_JOB_
Reproduce the garden advice passage starting with "Thats quite a" and going on through "your lawn size.".
--- SUPPLIED PASSAGE ---
1. the lawn last summer was covered in ants, making it very annoying when

we
sat in our garden, how can I stop the ants this year? maybe put poison

down?

Where I live the ants seem to occupy sandy areas, maybe your soil is sandy?


2. I have some 4 old tree stumps in the garden which have been cut about 5
inch tall, how can I get shut of them, I know you can buy tree stump

killer,
is it any good?


Sorry I don't know enough about stumps, not got any in my garden,
but if the stump killer liquid/powder? is not too expensive, then its worth
ago.

3. All the lawn is very hilly and patchy, how is the best way of levelling
it, someone told me to put top soil down, another dig it all up and seed

it,
I don't have much spare money, the lawn is 42 ft x 120 ft


Thats quite a fair size lawn! I Just priced some seed on the net and to
re-grow a new lawn from seed for your lawn dimensions (469 m2) sorry about
the metric! but this is how its sold nowadays! Would be between £78 - £102
(for 15 Kg) enough for your lawn size.

To re-turf would cost £613 - £1186 for the turf alone!

You could level any lumps in the lawn as a previous poster suggested.
--- DATA ROWS ---
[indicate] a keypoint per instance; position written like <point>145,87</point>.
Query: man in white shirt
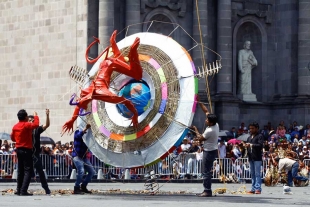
<point>222,149</point>
<point>210,149</point>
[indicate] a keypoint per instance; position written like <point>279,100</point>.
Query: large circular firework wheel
<point>168,71</point>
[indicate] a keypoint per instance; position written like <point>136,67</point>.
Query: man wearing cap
<point>81,162</point>
<point>292,167</point>
<point>210,149</point>
<point>22,135</point>
<point>295,132</point>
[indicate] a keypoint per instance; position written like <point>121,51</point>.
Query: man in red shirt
<point>22,135</point>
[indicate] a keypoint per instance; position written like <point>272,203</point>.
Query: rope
<point>203,57</point>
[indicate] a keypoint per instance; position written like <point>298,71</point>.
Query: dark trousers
<point>207,163</point>
<point>37,163</point>
<point>25,168</point>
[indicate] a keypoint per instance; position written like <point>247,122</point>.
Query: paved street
<point>271,196</point>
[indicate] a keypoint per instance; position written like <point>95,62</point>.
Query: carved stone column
<point>133,16</point>
<point>203,17</point>
<point>106,22</point>
<point>92,27</point>
<point>303,49</point>
<point>224,47</point>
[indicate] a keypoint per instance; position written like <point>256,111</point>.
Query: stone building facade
<point>42,39</point>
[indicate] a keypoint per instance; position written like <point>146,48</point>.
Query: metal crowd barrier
<point>60,167</point>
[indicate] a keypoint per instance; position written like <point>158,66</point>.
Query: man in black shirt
<point>255,146</point>
<point>37,163</point>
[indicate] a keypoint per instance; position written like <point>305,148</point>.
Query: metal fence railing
<point>60,166</point>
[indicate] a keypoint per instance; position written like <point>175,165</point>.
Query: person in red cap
<point>22,135</point>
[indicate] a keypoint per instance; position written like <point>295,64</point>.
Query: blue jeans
<point>255,169</point>
<point>294,174</point>
<point>80,165</point>
<point>207,163</point>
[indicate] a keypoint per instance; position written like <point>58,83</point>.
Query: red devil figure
<point>99,87</point>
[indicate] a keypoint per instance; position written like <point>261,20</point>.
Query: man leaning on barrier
<point>210,149</point>
<point>22,135</point>
<point>37,162</point>
<point>81,161</point>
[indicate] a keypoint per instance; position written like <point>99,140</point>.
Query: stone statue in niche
<point>246,62</point>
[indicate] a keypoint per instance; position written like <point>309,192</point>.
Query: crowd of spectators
<point>187,156</point>
<point>185,161</point>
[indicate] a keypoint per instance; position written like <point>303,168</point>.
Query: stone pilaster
<point>224,47</point>
<point>106,22</point>
<point>92,27</point>
<point>203,18</point>
<point>303,48</point>
<point>133,16</point>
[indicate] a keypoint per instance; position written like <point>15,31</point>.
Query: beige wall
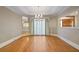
<point>53,25</point>
<point>10,24</point>
<point>71,34</point>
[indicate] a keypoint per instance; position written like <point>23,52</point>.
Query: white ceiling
<point>32,10</point>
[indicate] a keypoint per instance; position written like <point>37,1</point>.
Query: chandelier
<point>38,13</point>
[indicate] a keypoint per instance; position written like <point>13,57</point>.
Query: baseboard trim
<point>69,42</point>
<point>9,41</point>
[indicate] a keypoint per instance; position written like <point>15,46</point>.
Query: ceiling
<point>32,10</point>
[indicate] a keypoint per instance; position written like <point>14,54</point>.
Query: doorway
<point>39,27</point>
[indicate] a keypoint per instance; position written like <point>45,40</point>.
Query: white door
<point>39,26</point>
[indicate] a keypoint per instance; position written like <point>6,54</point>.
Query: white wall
<point>10,24</point>
<point>53,24</point>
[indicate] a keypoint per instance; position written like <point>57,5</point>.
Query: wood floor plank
<point>38,44</point>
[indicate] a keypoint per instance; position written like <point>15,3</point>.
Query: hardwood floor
<point>38,44</point>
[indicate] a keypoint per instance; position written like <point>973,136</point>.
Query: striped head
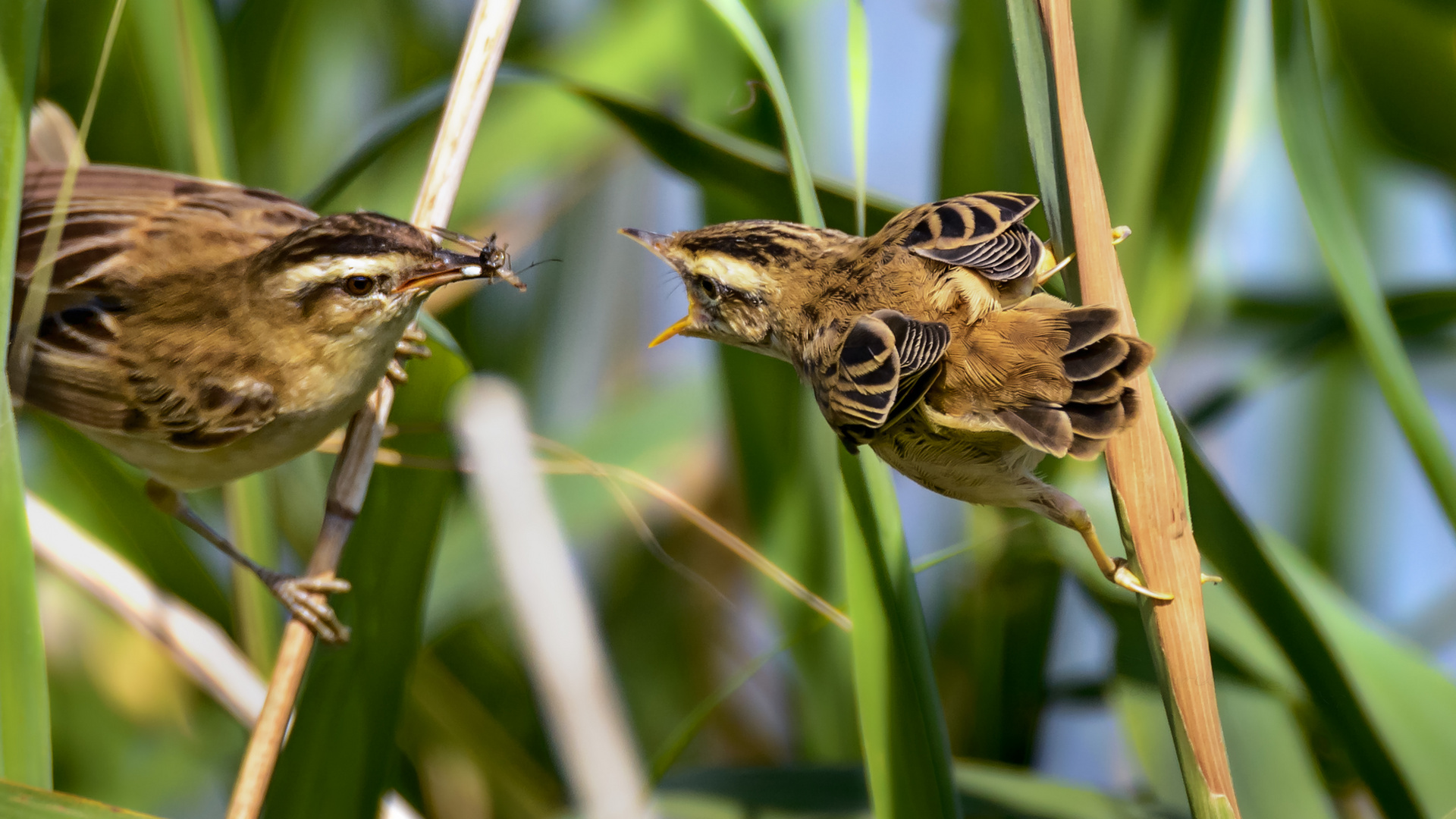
<point>353,273</point>
<point>736,276</point>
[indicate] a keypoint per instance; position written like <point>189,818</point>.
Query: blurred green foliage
<point>626,112</point>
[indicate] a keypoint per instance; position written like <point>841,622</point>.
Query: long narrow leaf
<point>19,802</point>
<point>344,736</point>
<point>1312,156</point>
<point>736,15</point>
<point>858,50</point>
<point>908,752</point>
<point>25,714</point>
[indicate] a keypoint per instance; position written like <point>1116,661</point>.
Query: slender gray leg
<point>303,596</point>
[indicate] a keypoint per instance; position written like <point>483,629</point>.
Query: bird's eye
<point>359,286</point>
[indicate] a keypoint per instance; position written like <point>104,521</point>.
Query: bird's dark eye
<point>359,286</point>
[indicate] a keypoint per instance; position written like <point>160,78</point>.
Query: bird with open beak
<point>929,341</point>
<point>204,331</point>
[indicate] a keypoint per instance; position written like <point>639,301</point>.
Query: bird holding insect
<point>204,331</point>
<point>929,341</point>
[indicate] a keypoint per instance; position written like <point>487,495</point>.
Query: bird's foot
<point>411,346</point>
<point>1126,579</point>
<point>308,601</point>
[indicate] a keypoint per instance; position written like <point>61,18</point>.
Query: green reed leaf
<point>1310,150</point>
<point>25,713</point>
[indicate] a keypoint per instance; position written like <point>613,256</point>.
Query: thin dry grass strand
<point>1138,461</point>
<point>197,645</point>
<point>705,523</point>
<point>612,475</point>
<point>475,74</point>
<point>560,635</point>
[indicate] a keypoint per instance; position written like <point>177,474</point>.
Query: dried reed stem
<point>475,74</point>
<point>199,645</point>
<point>554,617</point>
<point>1138,461</point>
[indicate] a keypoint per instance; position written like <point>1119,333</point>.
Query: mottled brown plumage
<point>929,341</point>
<point>204,331</point>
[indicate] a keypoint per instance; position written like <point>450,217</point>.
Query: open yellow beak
<point>677,327</point>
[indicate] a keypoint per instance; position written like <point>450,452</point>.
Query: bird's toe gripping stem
<point>411,346</point>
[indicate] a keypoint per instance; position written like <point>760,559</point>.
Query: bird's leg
<point>413,346</point>
<point>303,596</point>
<point>1063,509</point>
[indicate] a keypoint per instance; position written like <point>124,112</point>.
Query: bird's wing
<point>1050,373</point>
<point>128,222</point>
<point>880,371</point>
<point>123,228</point>
<point>982,232</point>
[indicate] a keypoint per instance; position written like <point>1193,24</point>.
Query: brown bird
<point>929,341</point>
<point>204,331</point>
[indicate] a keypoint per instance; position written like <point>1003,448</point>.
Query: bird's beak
<point>677,327</point>
<point>648,240</point>
<point>447,267</point>
<point>655,242</point>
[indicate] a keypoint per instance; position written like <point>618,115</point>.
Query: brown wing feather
<point>878,372</point>
<point>1053,375</point>
<point>982,232</point>
<point>123,226</point>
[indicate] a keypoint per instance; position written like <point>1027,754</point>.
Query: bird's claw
<point>308,602</point>
<point>1126,579</point>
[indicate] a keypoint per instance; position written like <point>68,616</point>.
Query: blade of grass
<point>1247,563</point>
<point>908,751</point>
<point>557,624</point>
<point>1145,479</point>
<point>1038,101</point>
<point>740,20</point>
<point>384,131</point>
<point>38,287</point>
<point>25,713</point>
<point>858,49</point>
<point>689,726</point>
<point>254,532</point>
<point>750,174</point>
<point>1305,124</point>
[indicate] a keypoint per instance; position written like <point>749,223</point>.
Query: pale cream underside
<point>281,441</point>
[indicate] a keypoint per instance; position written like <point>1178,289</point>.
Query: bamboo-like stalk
<point>471,89</point>
<point>1142,469</point>
<point>197,645</point>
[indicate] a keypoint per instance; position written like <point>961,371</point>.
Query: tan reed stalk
<point>1142,471</point>
<point>475,74</point>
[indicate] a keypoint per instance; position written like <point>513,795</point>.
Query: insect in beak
<point>654,242</point>
<point>645,238</point>
<point>449,267</point>
<point>677,327</point>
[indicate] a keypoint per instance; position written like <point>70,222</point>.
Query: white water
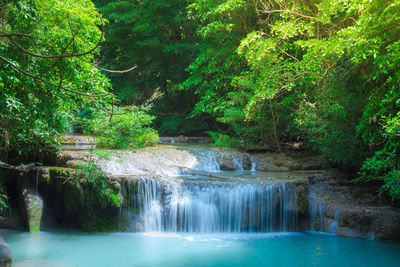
<point>193,195</point>
<point>189,205</point>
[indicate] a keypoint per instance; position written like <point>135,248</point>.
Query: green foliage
<point>33,113</point>
<point>153,34</point>
<point>130,128</point>
<point>178,124</point>
<point>223,140</point>
<point>92,192</point>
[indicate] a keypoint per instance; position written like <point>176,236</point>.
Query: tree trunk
<point>278,147</point>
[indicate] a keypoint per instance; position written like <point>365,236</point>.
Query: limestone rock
<point>5,254</point>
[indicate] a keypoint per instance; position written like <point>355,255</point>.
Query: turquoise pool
<point>206,250</point>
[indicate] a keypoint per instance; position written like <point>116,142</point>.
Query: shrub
<point>129,129</point>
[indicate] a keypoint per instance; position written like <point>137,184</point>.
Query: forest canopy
<point>252,73</point>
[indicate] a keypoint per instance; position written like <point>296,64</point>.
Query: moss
<point>60,172</point>
<point>90,199</point>
<point>34,212</point>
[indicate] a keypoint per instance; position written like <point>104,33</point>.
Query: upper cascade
<point>175,160</point>
<point>202,206</point>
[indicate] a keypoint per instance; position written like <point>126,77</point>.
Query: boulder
<point>5,254</point>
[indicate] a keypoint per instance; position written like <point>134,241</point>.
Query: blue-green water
<point>163,249</point>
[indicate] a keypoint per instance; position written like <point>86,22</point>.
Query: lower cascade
<point>191,205</point>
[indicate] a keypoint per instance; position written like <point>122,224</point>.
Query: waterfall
<point>172,205</point>
<point>253,164</point>
<point>335,224</point>
<point>316,210</point>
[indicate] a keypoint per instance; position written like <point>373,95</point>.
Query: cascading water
<point>191,194</point>
<point>316,214</point>
<point>204,207</point>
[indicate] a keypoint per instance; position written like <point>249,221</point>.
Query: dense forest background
<point>249,73</point>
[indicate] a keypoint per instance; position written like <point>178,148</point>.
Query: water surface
<point>206,250</point>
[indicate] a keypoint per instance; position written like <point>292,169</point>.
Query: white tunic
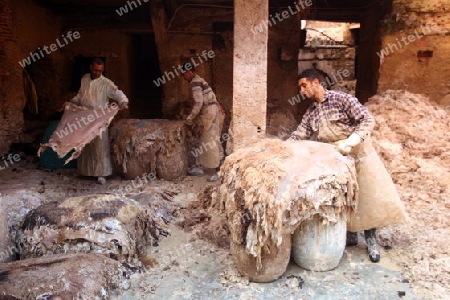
<point>95,159</point>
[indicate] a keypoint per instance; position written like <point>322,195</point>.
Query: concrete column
<point>11,85</point>
<point>159,23</point>
<point>249,73</point>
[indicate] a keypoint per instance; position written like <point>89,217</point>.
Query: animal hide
<point>272,187</point>
<point>79,126</point>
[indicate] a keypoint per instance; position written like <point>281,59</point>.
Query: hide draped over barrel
<point>268,190</point>
<point>150,146</point>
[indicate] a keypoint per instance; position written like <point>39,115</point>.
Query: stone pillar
<point>249,73</point>
<point>159,23</point>
<point>11,86</point>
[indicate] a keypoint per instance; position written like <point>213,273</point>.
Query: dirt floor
<point>193,262</point>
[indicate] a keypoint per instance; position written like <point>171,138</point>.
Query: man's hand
<point>345,146</point>
<point>123,105</point>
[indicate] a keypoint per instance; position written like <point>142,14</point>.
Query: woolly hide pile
<point>70,276</point>
<point>413,138</point>
<point>88,224</point>
<point>74,133</point>
<point>150,146</point>
<point>269,189</point>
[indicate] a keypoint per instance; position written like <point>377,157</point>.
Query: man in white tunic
<point>94,93</point>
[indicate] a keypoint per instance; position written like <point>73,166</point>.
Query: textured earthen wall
<point>402,67</point>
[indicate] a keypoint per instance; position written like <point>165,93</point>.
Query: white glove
<point>345,146</point>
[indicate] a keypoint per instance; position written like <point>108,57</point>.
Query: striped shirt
<point>339,108</point>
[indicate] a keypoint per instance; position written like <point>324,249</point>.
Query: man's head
<point>188,71</point>
<point>97,68</point>
<point>310,83</point>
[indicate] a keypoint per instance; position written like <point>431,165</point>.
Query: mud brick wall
<point>419,65</point>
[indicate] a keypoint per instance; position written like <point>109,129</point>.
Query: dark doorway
<point>146,97</point>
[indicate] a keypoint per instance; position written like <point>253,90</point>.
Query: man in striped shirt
<point>340,119</point>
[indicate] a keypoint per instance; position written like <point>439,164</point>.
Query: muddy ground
<point>194,261</point>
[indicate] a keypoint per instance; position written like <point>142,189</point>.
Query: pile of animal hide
<point>109,224</point>
<point>270,188</point>
<point>78,126</point>
<point>70,276</point>
<point>150,146</point>
<point>412,136</point>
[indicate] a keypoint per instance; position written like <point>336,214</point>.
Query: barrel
<point>318,244</point>
<point>274,260</point>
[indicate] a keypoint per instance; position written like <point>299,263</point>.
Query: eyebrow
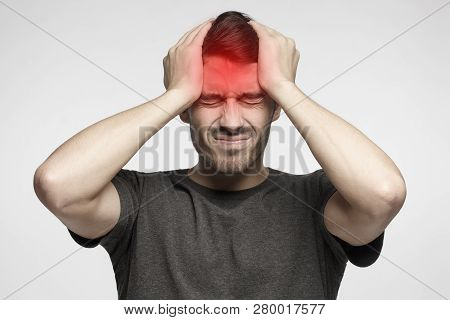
<point>249,95</point>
---
_SOLUTION FOR THIS EXERCISE_
Thats quite a fair size lawn! I Just priced some seed on the net and to
re-grow a new lawn from seed for your lawn dimensions (469 m2) sorry about
the metric! but this is how its sold nowadays! Would be between £78 - £102
(for 15 Kg) enough for your lawn size.